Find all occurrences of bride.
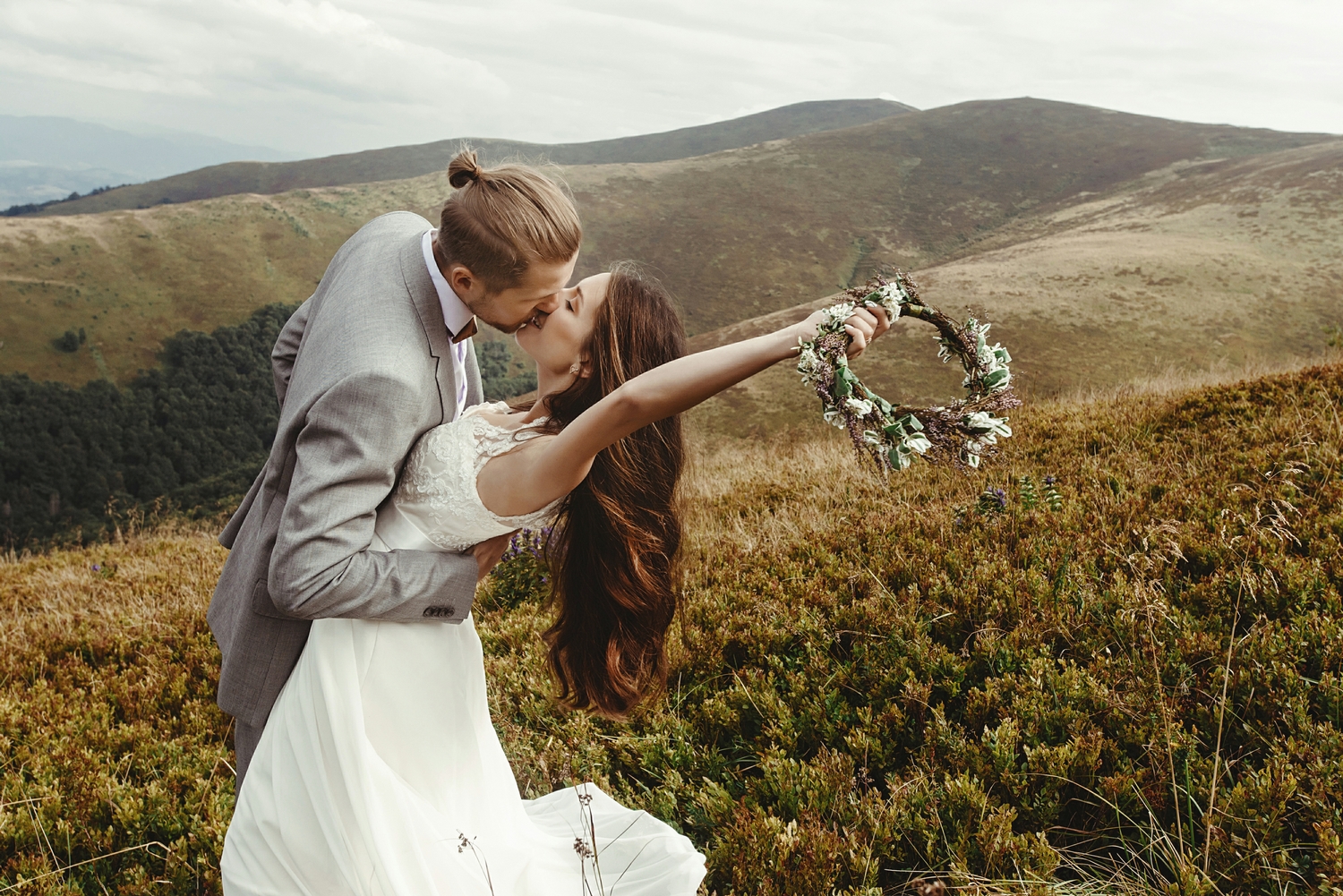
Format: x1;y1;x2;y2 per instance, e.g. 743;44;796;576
222;266;889;896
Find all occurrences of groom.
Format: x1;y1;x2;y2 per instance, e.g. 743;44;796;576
210;150;583;786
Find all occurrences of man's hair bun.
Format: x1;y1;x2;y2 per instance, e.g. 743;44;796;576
448;149;485;190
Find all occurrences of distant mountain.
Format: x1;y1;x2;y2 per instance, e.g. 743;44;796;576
0;99;1343;395
26;99;918;215
0;115;292;209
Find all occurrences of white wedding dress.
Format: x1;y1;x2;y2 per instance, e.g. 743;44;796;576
220;405;704;896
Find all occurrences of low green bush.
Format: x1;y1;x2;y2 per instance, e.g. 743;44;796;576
0;367;1343;894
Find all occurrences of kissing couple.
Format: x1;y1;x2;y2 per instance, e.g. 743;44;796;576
210;150;891;896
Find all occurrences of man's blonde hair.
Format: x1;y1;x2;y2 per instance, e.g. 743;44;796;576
437;149;583;293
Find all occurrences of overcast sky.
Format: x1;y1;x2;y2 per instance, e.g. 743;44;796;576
0;0;1343;155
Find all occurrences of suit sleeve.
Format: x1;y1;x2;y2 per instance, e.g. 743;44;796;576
270;298;313;407
268;370;478;622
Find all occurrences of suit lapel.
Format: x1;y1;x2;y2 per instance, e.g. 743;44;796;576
402;234;457;423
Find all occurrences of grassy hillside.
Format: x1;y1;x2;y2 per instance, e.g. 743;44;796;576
0;99;1340;395
692;141;1343;432
0;365;1343;896
31;99;913;215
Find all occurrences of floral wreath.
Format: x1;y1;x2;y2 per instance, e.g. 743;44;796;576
798;270;1021;472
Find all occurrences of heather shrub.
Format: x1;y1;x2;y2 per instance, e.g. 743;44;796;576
0;367;1343;896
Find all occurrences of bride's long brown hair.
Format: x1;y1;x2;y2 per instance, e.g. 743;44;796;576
532;263;685;719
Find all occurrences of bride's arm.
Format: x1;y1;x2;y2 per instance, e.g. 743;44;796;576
478;309;891;515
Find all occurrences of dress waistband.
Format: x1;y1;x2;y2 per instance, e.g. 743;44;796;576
373;501;443;550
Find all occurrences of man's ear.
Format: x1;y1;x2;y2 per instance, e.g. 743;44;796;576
445;265;478;295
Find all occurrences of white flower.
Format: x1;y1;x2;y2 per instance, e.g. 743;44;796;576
961;411;1012;445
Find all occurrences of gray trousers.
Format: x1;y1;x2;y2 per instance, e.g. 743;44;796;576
234;719;265;792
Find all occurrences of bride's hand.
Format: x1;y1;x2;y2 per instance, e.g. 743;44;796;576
798;303;891;359
472;529;518;582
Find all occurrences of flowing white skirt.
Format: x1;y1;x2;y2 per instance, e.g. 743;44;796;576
222;618;704;896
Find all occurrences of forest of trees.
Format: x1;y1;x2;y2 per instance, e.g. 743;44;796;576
0;305;536;548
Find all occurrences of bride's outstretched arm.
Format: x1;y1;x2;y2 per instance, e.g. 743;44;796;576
480;309;891;513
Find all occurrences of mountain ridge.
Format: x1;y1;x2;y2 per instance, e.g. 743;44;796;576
26;99;918;215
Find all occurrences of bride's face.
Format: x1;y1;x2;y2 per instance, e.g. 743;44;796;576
516;274;612;376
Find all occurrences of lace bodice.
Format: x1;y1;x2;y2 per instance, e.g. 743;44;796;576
373;402;563;550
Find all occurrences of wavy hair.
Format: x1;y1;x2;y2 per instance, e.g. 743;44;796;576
542;262;685;719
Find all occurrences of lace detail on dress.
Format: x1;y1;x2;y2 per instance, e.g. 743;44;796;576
391;402;563;550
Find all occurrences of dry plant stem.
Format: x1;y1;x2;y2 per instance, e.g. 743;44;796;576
1190;588;1244;875
1144;604;1194;858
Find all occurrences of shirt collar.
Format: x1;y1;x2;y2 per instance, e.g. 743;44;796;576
421;230;475;336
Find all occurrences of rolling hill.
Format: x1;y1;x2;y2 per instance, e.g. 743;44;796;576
0;99;1343;405
692;140;1343;432
26;99;915;215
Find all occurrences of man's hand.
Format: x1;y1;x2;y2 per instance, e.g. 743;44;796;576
843;303;891;357
472;529;518;582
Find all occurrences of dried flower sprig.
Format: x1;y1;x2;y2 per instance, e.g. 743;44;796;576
798;271;1021;472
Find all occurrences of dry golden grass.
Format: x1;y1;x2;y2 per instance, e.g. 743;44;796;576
0;99;1339;397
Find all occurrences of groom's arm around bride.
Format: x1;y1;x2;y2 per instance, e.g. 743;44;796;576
210;154;582;779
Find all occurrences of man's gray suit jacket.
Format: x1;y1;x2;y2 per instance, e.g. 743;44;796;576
210;212;481;730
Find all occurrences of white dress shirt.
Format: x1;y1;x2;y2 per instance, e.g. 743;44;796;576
421;230;475;421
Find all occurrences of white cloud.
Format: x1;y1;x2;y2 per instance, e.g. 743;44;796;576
0;0;1343;153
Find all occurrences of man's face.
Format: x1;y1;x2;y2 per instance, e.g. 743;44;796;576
446;254;579;333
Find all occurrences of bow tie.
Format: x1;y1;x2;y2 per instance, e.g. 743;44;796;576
453;317;475;346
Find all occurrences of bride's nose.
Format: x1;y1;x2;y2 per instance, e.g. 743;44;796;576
536;293;560;314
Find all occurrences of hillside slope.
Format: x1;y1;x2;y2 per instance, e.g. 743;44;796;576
0;365;1343;896
0;99;1338;391
29;99;915;215
692;134;1343;432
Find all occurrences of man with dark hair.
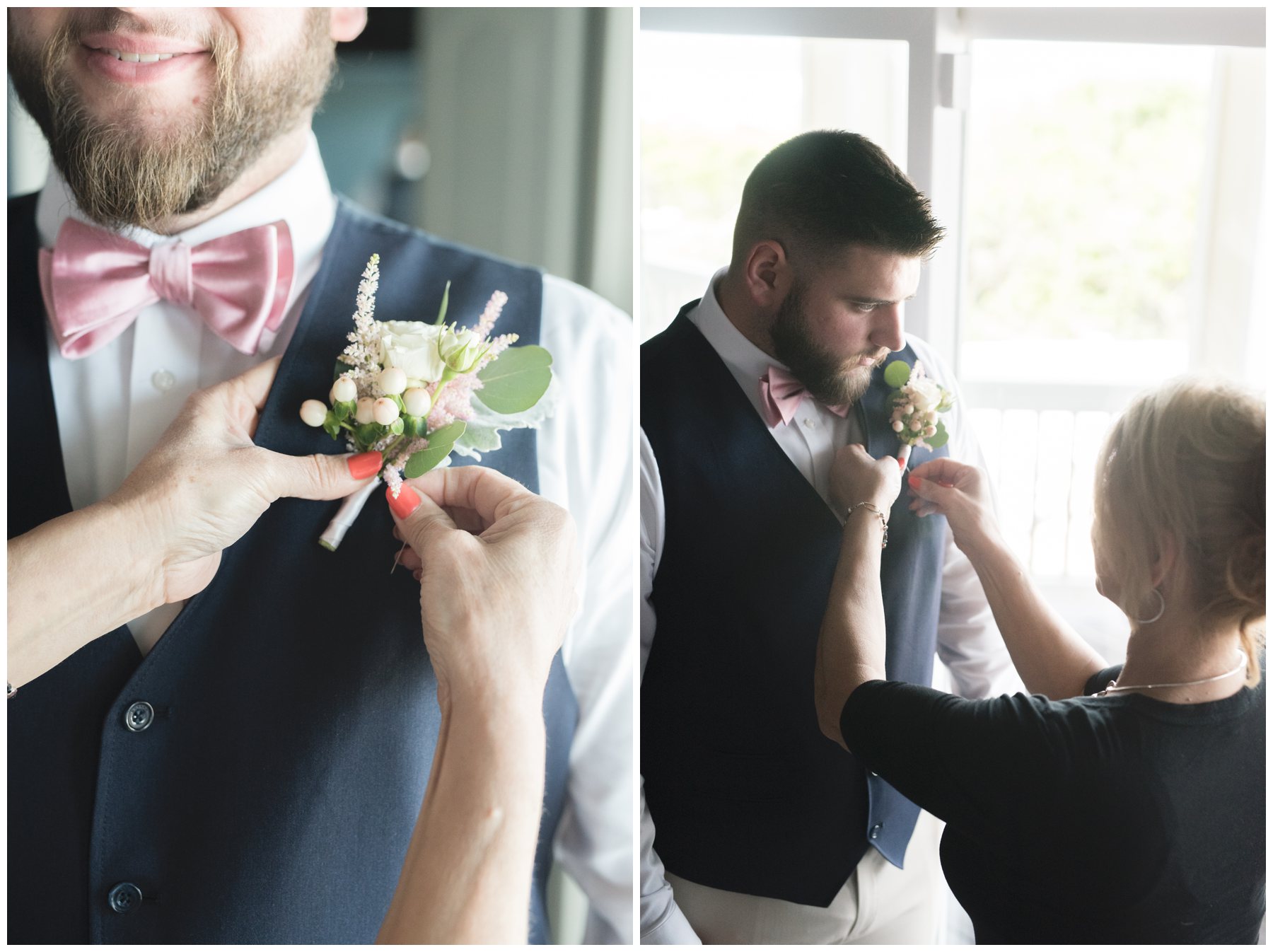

....

Copy all of the data above line for line, and leave out the pictures.

Exercise output:
Find all occurrences of bride.
Format: x1;y1;x2;y2 per instance, e.g. 743;44;796;576
222;266;889;896
Find all occurrences of groom.
Format: x1;y1;x2;y2 per instance, e.g. 743;44;796;576
210;150;583;786
Find all occurrences of man's hair bun.
Format: x1;y1;x2;y2 per instance, e.g. 743;44;796;576
448;149;485;190
Find all occurrences of distant mountain.
Format: x1;y1;x2;y2 per instance, e.g. 743;44;796;576
0;99;1343;395
26;99;918;215
0;115;292;209
Find all occurrences of white wedding dress.
Format: x1;y1;x2;y2 per instance, e.g. 743;44;796;576
220;405;704;896
Find all occurrences of low green bush.
Format: x1;y1;x2;y2 per instance, e.g. 743;44;796;576
0;367;1343;894
Find all occurrences of kissing couple.
Format: x1;y1;x2;y2 per instance, e.g. 743;44;796;576
210;150;891;896
Find all occurrences of man's blonde hair.
Format: x1;y1;x2;y2 per instance, e.g. 743;44;796;576
437;149;583;293
Find all occurrences of overcast sky.
Format: x1;y1;x2;y2 per instance, e.g. 743;44;796;576
0;0;1343;155
Find all occurrences of suit sleeve.
Format: x1;y1;x2;y2 per instance, e.g. 743;44;796;576
270;298;313;407
268;370;478;622
Find all occurrences of suit lapel.
Format: x1;y1;x2;y2 per instance, e.g. 743;44;796;576
402;234;457;423
Find all occurrences of grassy hillside.
Format: x1;y1;x2;y2 per instance, e.g. 743;44;796;576
0;99;1340;395
692;141;1343;432
0;365;1343;896
31;99;913;215
Find all occurrences of floral wreath.
Format: x1;y1;x2;y2 per instance, e.g. 743;44;796;576
798;270;1021;472
Find all occurrences of heather shrub.
Format: x1;y1;x2;y2 per instance, e.g. 743;44;796;576
0;367;1343;896
Find all occurrences of bride's long brown hair.
Format: x1;y1;x2;y2 per instance, e.g. 743;44;796;576
532;263;685;719
Find all occurrences of bride's arm.
Format: x1;y1;x2;y2 per instance, e.g. 743;44;796;576
478;309;891;515
Find all occurrences of dress waistband.
Format: x1;y1;x2;y2 per instance, e.g. 743;44;796;576
373;501;443;550
Find all occurrences of man's ear.
Format: x1;y1;x2;y2 per instance, e.g. 743;44;796;576
445;265;478;295
Find all occurrences of white flower.
Format: x1;y1;x2;y2 per instance, e.g. 743;44;796;576
961;411;1012;445
Find all occurrences of gray trousers.
Format: x1;y1;x2;y2 per instance, e.g. 743;44;796;576
234;719;265;792
Find all occurrences of bride's hand.
Format: x1;y1;x2;y2 per instance, e.g. 743;44;796;576
798;303;891;359
472;529;518;582
Find all occurrences of flowing white skirt.
Format: x1;y1;x2;y2 per instance, e.g. 743;44;796;576
222;618;704;896
Find all occurrences of forest of trees.
Format: x1;y1;x2;y2 per instance, e.g. 743;44;796;576
0;305;536;548
Find all occurrences of bride's outstretched arm.
Format: x1;y1;x2;y2 per instance, e.g. 743;44;796;576
480;309;891;513
Find all occurrences of mountain ridge.
Format: x1;y1;x2;y2 per instance, e.g. 743;44;796;576
26;99;918;215
Find all occurrences of bride's face.
Format: x1;y1;x2;y2 per instance, e.g. 743;44;796;576
516;274;612;376
Find all occurrences of lace bodice.
Format: x1;y1;x2;y2 per instance, e.g. 743;44;796;576
373;402;563;550
Find all occurrences of wavy hair.
Format: x1;y1;x2;y2 per instance, e.g. 743;44;796;576
542;262;685;719
Find all occurrences of lace detail on dress.
Format: x1;y1;x2;y2 per instance, e.g. 743;44;796;576
391;402;563;550
Find all occurrences of dry plant stem.
Format: x1;y1;x2;y2 per instance, e.g. 743;44;796;576
1190;588;1244;875
1144;604;1194;858
Find all occurrences of shirt collar.
Format: x1;y1;x2;y2 per instance, e.g. 743;44;796;576
421;230;475;336
Find all occurrences of rolling hill.
Format: x1;y1;x2;y2 per instance, e.g. 743;44;796;576
0;99;1343;405
692;140;1343;432
26;99;915;215
Find all occurrences of man's hand.
Format: x1;y1;x2;y2 per instance, e.g. 743;44;796;576
843;303;891;357
472;529;518;582
Find all occurrences of dried flower sprig.
Format: x1;y1;x2;y2 per instance, e.g. 743;44;796;576
798;271;1021;472
Find all occurrences of dry golden grass.
Format: x1;y1;x2;y2 per instance, e.g. 743;44;796;576
0;99;1339;397
Find all occurrences of groom's arm around bride.
Format: x1;y1;x2;y2 per instance, e.g. 743;44;796;576
210;154;582;779
Find all occurrences of man's gray suit jacket.
Format: x1;y1;x2;y2 per instance, e.g. 743;44;796;576
210;212;481;730
Find all occurrences of white dress shirt.
Format: x1;y1;x2;y2 per instance, e.g. 743;44;796;576
421;230;475;421
Find all occurrences of white cloud.
Format: x1;y1;x2;y2 per instance, e.g. 743;44;796;576
0;0;1343;153
Find all occurrences of man's face.
Format: x1;y1;x2;y2 per instance, e.g. 743;44;796;576
446;254;579;333
Find all occurrences of bow tie.
Format: x1;y1;x2;y2 per instance, e.g. 743;44;796;576
453;317;475;346
Find all occurrences of bride's nose.
Format: x1;y1;x2;y2 per instance, e.g. 743;44;796;576
536;293;560;314
Find all occurrences of hillside slope.
Format: x1;y1;x2;y2 per instance, e.g. 743;44;796;576
0;365;1343;896
0;99;1338;391
29;99;915;215
692;134;1343;432
Find all occurrences of man with dark hair.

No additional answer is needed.